(Data supplied begins)
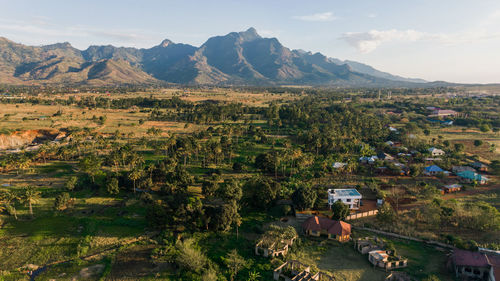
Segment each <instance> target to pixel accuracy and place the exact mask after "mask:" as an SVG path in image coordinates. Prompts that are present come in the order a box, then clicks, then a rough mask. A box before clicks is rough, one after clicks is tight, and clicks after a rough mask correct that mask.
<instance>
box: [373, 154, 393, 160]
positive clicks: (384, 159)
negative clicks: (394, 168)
mask: <svg viewBox="0 0 500 281" xmlns="http://www.w3.org/2000/svg"><path fill="white" fill-rule="evenodd" d="M377 158H378V159H380V160H386V161H392V160H394V157H392V156H391V155H390V154H387V153H385V152H380V153H378V154H377Z"/></svg>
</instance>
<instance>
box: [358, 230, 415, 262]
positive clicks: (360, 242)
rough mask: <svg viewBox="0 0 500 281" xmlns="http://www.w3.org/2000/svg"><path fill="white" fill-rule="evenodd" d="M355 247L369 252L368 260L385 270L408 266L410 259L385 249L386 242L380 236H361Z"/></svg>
mask: <svg viewBox="0 0 500 281" xmlns="http://www.w3.org/2000/svg"><path fill="white" fill-rule="evenodd" d="M354 247H355V248H356V249H357V250H358V252H360V253H361V254H368V261H370V263H371V264H373V266H374V267H380V268H383V269H385V270H393V269H398V268H404V267H407V266H408V259H405V258H402V257H399V256H396V255H394V254H393V253H392V252H390V251H387V250H385V243H384V241H383V240H382V239H380V238H378V237H373V238H372V237H365V238H359V239H357V240H356V241H355V243H354Z"/></svg>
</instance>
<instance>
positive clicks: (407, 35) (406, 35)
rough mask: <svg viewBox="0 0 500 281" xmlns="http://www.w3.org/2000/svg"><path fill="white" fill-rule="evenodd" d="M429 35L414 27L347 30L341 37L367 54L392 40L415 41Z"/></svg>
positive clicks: (402, 40)
mask: <svg viewBox="0 0 500 281" xmlns="http://www.w3.org/2000/svg"><path fill="white" fill-rule="evenodd" d="M426 37H429V35H428V34H426V33H424V32H420V31H416V30H412V29H408V30H396V29H391V30H382V31H380V30H370V31H367V32H347V33H344V34H343V35H342V36H341V37H340V39H343V40H344V41H346V42H347V43H348V44H349V45H351V46H353V47H355V48H356V49H358V50H359V51H360V52H361V53H364V54H367V53H370V52H372V51H374V50H375V49H376V48H377V47H379V46H380V45H381V44H383V43H386V42H391V41H406V42H408V41H409V42H415V41H418V40H421V39H422V38H426Z"/></svg>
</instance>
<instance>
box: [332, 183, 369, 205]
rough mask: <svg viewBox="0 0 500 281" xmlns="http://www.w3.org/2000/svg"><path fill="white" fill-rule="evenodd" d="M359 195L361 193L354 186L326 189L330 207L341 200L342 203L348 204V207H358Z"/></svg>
mask: <svg viewBox="0 0 500 281" xmlns="http://www.w3.org/2000/svg"><path fill="white" fill-rule="evenodd" d="M361 197H362V196H361V193H359V192H358V191H357V190H356V189H354V188H349V189H328V205H330V208H331V207H332V205H333V203H335V202H337V201H342V203H344V204H346V205H348V206H349V209H359V205H360V203H361Z"/></svg>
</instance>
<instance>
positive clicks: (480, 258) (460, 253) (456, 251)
mask: <svg viewBox="0 0 500 281" xmlns="http://www.w3.org/2000/svg"><path fill="white" fill-rule="evenodd" d="M453 263H454V264H455V265H459V266H478V267H487V266H488V265H489V263H488V258H487V257H486V255H485V254H483V253H479V252H471V251H464V250H459V249H455V250H453Z"/></svg>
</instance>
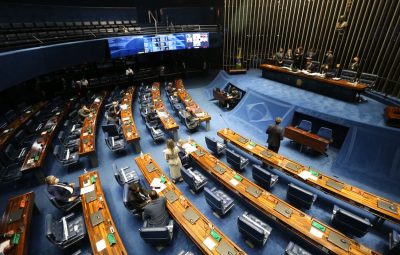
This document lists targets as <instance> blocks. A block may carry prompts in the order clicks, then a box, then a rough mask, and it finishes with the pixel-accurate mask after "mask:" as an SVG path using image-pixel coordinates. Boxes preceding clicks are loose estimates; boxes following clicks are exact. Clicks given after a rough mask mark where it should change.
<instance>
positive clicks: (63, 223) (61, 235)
mask: <svg viewBox="0 0 400 255" xmlns="http://www.w3.org/2000/svg"><path fill="white" fill-rule="evenodd" d="M74 216H75V215H74V214H73V213H71V214H69V215H67V216H65V217H62V218H61V219H60V220H57V219H55V218H54V217H53V215H51V214H47V215H46V221H45V229H46V237H47V239H48V240H49V241H50V242H51V243H53V244H54V245H56V246H58V247H60V248H62V249H65V248H68V247H70V246H71V245H73V244H75V243H77V242H78V241H80V240H82V239H83V238H84V237H85V235H86V228H85V223H84V219H83V216H77V217H74Z"/></svg>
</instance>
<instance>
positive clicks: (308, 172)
mask: <svg viewBox="0 0 400 255" xmlns="http://www.w3.org/2000/svg"><path fill="white" fill-rule="evenodd" d="M299 176H300V177H301V178H303V179H304V180H307V179H311V180H314V181H316V180H318V177H316V176H314V175H312V174H311V172H309V171H302V172H301V173H300V174H299Z"/></svg>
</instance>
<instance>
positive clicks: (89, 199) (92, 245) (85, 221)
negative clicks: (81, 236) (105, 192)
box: [79, 170, 128, 255]
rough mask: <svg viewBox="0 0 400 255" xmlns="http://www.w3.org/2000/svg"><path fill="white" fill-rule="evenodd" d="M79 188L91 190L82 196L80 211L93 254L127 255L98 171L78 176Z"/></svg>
mask: <svg viewBox="0 0 400 255" xmlns="http://www.w3.org/2000/svg"><path fill="white" fill-rule="evenodd" d="M79 186H80V187H81V189H82V188H83V189H87V191H89V190H92V191H90V192H87V193H85V194H82V209H83V217H84V219H85V225H86V230H87V233H88V237H89V240H90V244H91V246H92V251H93V254H103V255H104V254H110V255H111V254H114V255H127V254H128V253H127V252H126V250H125V246H124V244H123V242H122V239H121V237H120V236H119V234H118V231H117V227H116V226H115V224H114V221H113V219H112V216H111V213H110V210H109V209H108V206H107V202H106V198H105V196H104V192H103V189H102V187H101V181H100V176H99V174H98V171H97V170H95V171H91V172H88V173H85V174H82V175H81V176H79ZM85 192H86V191H85Z"/></svg>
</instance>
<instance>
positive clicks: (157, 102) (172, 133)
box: [151, 82, 179, 141]
mask: <svg viewBox="0 0 400 255" xmlns="http://www.w3.org/2000/svg"><path fill="white" fill-rule="evenodd" d="M151 98H152V100H153V105H154V110H156V111H157V115H158V117H159V118H160V120H161V123H162V125H163V126H164V130H165V131H167V132H171V133H172V136H173V138H174V141H178V129H179V125H178V124H176V122H175V119H174V118H173V117H172V116H171V114H169V113H168V111H167V108H166V107H165V106H164V103H163V101H162V99H161V91H160V83H159V82H154V83H153V84H152V86H151Z"/></svg>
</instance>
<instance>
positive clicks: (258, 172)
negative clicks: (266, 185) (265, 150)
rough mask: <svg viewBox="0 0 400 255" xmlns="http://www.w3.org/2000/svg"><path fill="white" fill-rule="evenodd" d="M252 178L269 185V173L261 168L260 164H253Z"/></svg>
mask: <svg viewBox="0 0 400 255" xmlns="http://www.w3.org/2000/svg"><path fill="white" fill-rule="evenodd" d="M252 175H253V179H254V180H256V181H258V182H260V183H263V184H265V185H267V186H268V187H269V186H271V177H272V175H271V173H270V172H268V171H267V170H265V169H264V168H262V166H260V165H253V172H252Z"/></svg>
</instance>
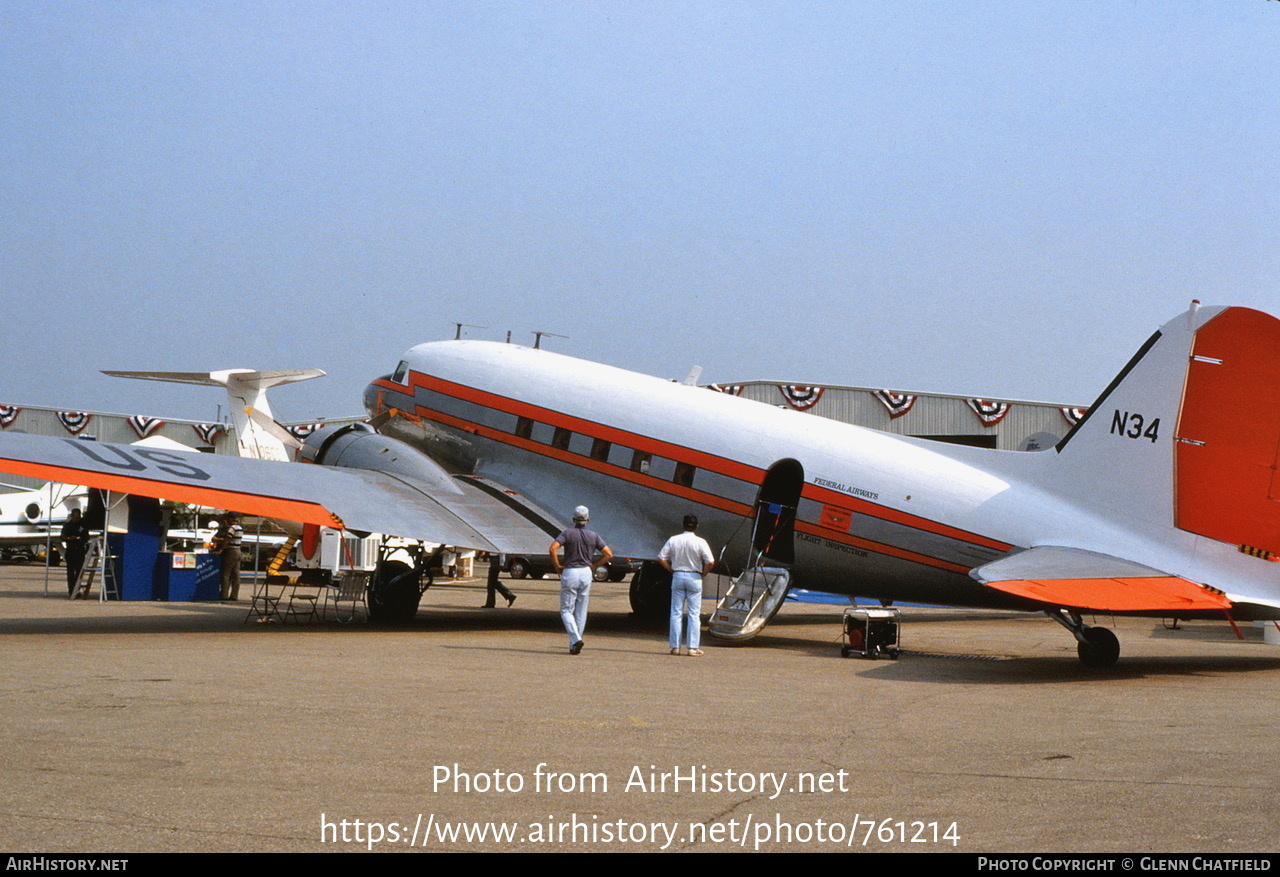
(Data supplied ends)
Instructions for the task: Take every line of the material and copy it exactly, leaving out the pictures.

Written answer:
Segment each <instance> target to pixel accuracy and place the exact mask after "mask:" as an SVG path in image coordinates. Prompts that are present come in the order a box, then clicks, then a rough mask. A box before clicks is rough, one after clicks is tight, and clicks after a rough mask correct that mask.
<instance>
box: [373, 154, 393, 160]
positive clicks: (384, 159)
negative clicks: (394, 168)
mask: <svg viewBox="0 0 500 281" xmlns="http://www.w3.org/2000/svg"><path fill="white" fill-rule="evenodd" d="M377 158H378V159H380V160H386V161H392V160H394V157H392V156H391V155H390V154H387V153H385V152H380V153H378V154H377Z"/></svg>
</instance>
<instance>
box: [358, 230, 415, 262]
positive clicks: (360, 242)
rough mask: <svg viewBox="0 0 500 281" xmlns="http://www.w3.org/2000/svg"><path fill="white" fill-rule="evenodd" d="M355 247L369 252L368 260L385 270L408 266L410 259L385 249L386 242L380 236H361Z"/></svg>
mask: <svg viewBox="0 0 500 281" xmlns="http://www.w3.org/2000/svg"><path fill="white" fill-rule="evenodd" d="M354 247H355V248H356V249H357V250H358V252H360V253H361V254H368V261H370V263H371V264H373V266H374V267H380V268H383V269H385V270H393V269H398V268H404V267H407V266H408V259H405V258H402V257H399V256H396V255H394V254H393V253H392V252H390V251H387V250H385V243H384V241H383V240H382V239H380V238H378V237H373V238H372V237H365V238H359V239H357V240H356V241H355V243H354Z"/></svg>
</instance>
<instance>
positive clicks: (407, 35) (406, 35)
rough mask: <svg viewBox="0 0 500 281" xmlns="http://www.w3.org/2000/svg"><path fill="white" fill-rule="evenodd" d="M429 35L414 27L347 30L341 37L367 54L392 40L415 41Z"/></svg>
positive clicks: (402, 40)
mask: <svg viewBox="0 0 500 281" xmlns="http://www.w3.org/2000/svg"><path fill="white" fill-rule="evenodd" d="M426 37H429V35H428V34H426V33H424V32H420V31H416V30H412V29H408V30H396V29H391V30H382V31H380V30H370V31H367V32H347V33H344V34H343V35H342V36H341V37H340V39H343V40H344V41H346V42H347V43H348V44H349V45H351V46H353V47H355V48H356V49H358V50H359V51H360V52H361V53H364V54H367V53H370V52H372V51H374V50H375V49H376V48H377V47H379V46H380V45H381V44H383V43H386V42H391V41H406V42H408V41H409V42H415V41H418V40H421V39H422V38H426Z"/></svg>
</instance>
<instance>
box: [332, 183, 369, 205]
rough mask: <svg viewBox="0 0 500 281" xmlns="http://www.w3.org/2000/svg"><path fill="white" fill-rule="evenodd" d="M359 195L361 193L354 186L326 189L330 207L341 200L342 203L348 204V207H358Z"/></svg>
mask: <svg viewBox="0 0 500 281" xmlns="http://www.w3.org/2000/svg"><path fill="white" fill-rule="evenodd" d="M361 197H362V196H361V193H359V192H358V191H357V190H356V189H354V188H349V189H328V205H330V208H331V207H332V205H333V203H335V202H337V201H342V203H344V204H346V205H348V206H349V209H359V205H360V203H361Z"/></svg>
</instance>
<instance>
positive clicks: (480, 258) (460, 253) (456, 251)
mask: <svg viewBox="0 0 500 281" xmlns="http://www.w3.org/2000/svg"><path fill="white" fill-rule="evenodd" d="M453 263H454V264H455V265H459V266H478V267H487V266H488V265H489V263H488V258H487V257H486V255H485V254H483V253H479V252H471V251H464V250H459V249H455V250H453Z"/></svg>
</instance>
This document lists targets as <instance> blocks. A block may carry prompts in the order clicks, then a box, then a rough mask, and it finishes with the pixel-accurate mask after "mask:" as an SVG path using image-pixel coordinates. Boxes preceding clicks are loose estimates; boxes following clicks are exact. Clicks given after a rough mask mark where it should change.
<instance>
positive clicks: (63, 223) (61, 235)
mask: <svg viewBox="0 0 400 255" xmlns="http://www.w3.org/2000/svg"><path fill="white" fill-rule="evenodd" d="M74 216H75V215H74V214H73V213H71V214H69V215H67V216H65V217H62V218H61V219H60V220H57V219H55V218H54V217H53V215H51V214H47V215H46V221H45V229H46V237H47V239H48V240H49V241H50V242H51V243H53V244H54V245H56V246H58V247H60V248H62V249H65V248H68V247H70V246H71V245H73V244H75V243H77V242H78V241H80V240H82V239H83V238H84V237H85V235H86V228H85V223H84V219H83V216H77V217H74Z"/></svg>
</instance>
<instance>
positive clicks: (308, 172)
mask: <svg viewBox="0 0 400 255" xmlns="http://www.w3.org/2000/svg"><path fill="white" fill-rule="evenodd" d="M299 176H300V177H301V178H303V179H304V180H307V179H311V180H314V181H316V180H318V177H316V176H314V175H312V174H311V172H309V171H302V172H301V173H300V174H299Z"/></svg>
</instance>
<instance>
positive clicks: (89, 199) (92, 245) (85, 221)
negative clicks: (81, 236) (105, 192)
box: [79, 170, 128, 255]
rough mask: <svg viewBox="0 0 400 255" xmlns="http://www.w3.org/2000/svg"><path fill="white" fill-rule="evenodd" d="M79 188L91 190L82 196L80 211L93 254L127 255L98 171L78 176Z"/></svg>
mask: <svg viewBox="0 0 400 255" xmlns="http://www.w3.org/2000/svg"><path fill="white" fill-rule="evenodd" d="M79 186H80V187H81V189H82V188H83V189H87V191H89V190H92V191H90V192H87V193H85V194H82V209H83V217H84V219H85V225H86V230H87V233H88V237H89V240H90V244H91V246H92V251H93V254H103V255H104V254H110V255H111V254H114V255H127V254H128V253H127V252H126V250H125V246H124V244H123V242H122V239H121V237H120V236H119V234H118V231H117V227H116V226H115V224H114V221H113V219H112V216H111V213H110V210H109V209H108V206H107V202H106V198H105V196H104V192H103V189H102V187H101V181H100V176H99V174H98V171H97V170H95V171H91V172H88V173H85V174H82V175H81V176H79ZM85 192H86V191H85Z"/></svg>
</instance>
<instance>
positive clicks: (157, 102) (172, 133)
box: [151, 82, 179, 141]
mask: <svg viewBox="0 0 400 255" xmlns="http://www.w3.org/2000/svg"><path fill="white" fill-rule="evenodd" d="M151 98H152V100H153V105H154V110H156V111H157V115H158V117H159V118H160V120H161V123H162V125H163V126H164V130H165V131H167V132H171V133H172V136H173V138H174V141H178V129H179V125H178V124H176V122H175V119H174V118H173V117H172V116H171V114H169V113H168V111H167V108H166V107H165V106H164V103H163V101H162V99H161V91H160V83H159V82H154V83H153V84H152V86H151Z"/></svg>
</instance>
<instance>
positive clicks: (258, 172)
negative clicks: (266, 185) (265, 150)
rough mask: <svg viewBox="0 0 400 255" xmlns="http://www.w3.org/2000/svg"><path fill="white" fill-rule="evenodd" d="M252 178L269 185V173L261 168L260 164H253Z"/></svg>
mask: <svg viewBox="0 0 400 255" xmlns="http://www.w3.org/2000/svg"><path fill="white" fill-rule="evenodd" d="M252 175H253V179H254V180H256V181H258V182H260V183H263V184H265V185H267V186H268V187H269V186H271V177H272V175H271V173H270V172H268V171H267V170H265V169H264V168H262V166H260V165H253V172H252Z"/></svg>
</instance>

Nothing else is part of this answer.